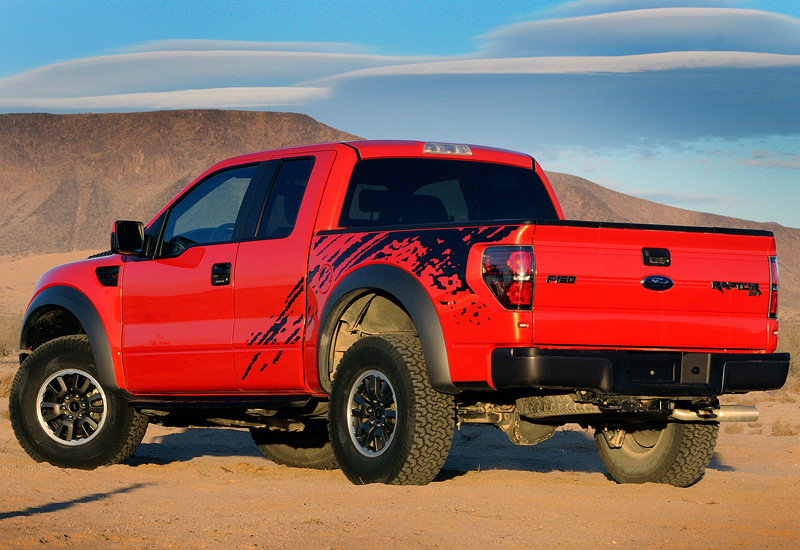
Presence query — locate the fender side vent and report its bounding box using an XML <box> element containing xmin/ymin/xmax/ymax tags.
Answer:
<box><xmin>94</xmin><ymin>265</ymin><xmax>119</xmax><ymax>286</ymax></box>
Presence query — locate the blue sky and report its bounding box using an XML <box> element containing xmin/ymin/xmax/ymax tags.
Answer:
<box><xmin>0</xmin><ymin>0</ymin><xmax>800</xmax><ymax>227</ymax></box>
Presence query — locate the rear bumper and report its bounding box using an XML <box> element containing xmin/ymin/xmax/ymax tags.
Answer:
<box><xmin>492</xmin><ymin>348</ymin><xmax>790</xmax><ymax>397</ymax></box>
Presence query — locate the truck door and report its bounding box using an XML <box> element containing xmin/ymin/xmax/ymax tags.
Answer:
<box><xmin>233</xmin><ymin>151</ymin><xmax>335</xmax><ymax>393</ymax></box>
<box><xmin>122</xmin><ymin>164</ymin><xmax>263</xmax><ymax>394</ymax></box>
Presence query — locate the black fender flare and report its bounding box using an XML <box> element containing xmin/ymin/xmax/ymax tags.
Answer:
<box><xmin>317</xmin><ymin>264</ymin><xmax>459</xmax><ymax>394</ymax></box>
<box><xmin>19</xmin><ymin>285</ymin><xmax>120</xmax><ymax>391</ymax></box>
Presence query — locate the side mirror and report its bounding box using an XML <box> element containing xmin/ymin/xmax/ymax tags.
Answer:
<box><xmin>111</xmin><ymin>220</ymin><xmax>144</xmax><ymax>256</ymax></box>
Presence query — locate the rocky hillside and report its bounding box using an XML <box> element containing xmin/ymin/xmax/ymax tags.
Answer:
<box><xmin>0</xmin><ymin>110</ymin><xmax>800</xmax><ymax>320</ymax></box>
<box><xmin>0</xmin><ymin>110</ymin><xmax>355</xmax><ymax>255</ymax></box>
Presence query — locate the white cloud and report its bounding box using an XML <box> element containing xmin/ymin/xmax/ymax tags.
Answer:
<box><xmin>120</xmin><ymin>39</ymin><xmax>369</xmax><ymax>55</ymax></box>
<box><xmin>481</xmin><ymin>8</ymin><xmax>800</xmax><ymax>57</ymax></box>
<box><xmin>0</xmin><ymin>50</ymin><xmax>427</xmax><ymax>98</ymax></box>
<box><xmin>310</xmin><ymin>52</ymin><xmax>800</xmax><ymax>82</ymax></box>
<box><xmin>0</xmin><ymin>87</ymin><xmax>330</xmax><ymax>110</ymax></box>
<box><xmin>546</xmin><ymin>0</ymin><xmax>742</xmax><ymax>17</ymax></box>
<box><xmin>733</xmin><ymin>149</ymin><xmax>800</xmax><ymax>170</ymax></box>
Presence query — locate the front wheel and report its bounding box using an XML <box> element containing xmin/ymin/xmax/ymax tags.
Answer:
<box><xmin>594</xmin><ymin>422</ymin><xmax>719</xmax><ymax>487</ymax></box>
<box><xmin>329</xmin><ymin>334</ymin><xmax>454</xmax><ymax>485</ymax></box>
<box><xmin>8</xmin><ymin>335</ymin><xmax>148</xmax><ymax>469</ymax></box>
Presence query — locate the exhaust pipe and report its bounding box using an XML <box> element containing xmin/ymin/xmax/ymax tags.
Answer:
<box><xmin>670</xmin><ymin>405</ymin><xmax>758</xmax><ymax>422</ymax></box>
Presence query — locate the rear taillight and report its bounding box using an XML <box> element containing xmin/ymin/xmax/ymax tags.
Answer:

Task prompt: Give back exactly the lines running from the line containing "Presence query — locate the exhaust" through the end of the material above, both included, and nothing beyond them.

Answer to the exercise:
Presence query — locate the exhaust pipe and report its bounding box using an XML <box> element containing xmin/ymin/xmax/ymax tags.
Answer:
<box><xmin>670</xmin><ymin>405</ymin><xmax>758</xmax><ymax>422</ymax></box>
Presence query — locate the rear taillight and report its bounding box using an XML <box> element containing xmin/ymin/xmax/ymax tags.
Answer:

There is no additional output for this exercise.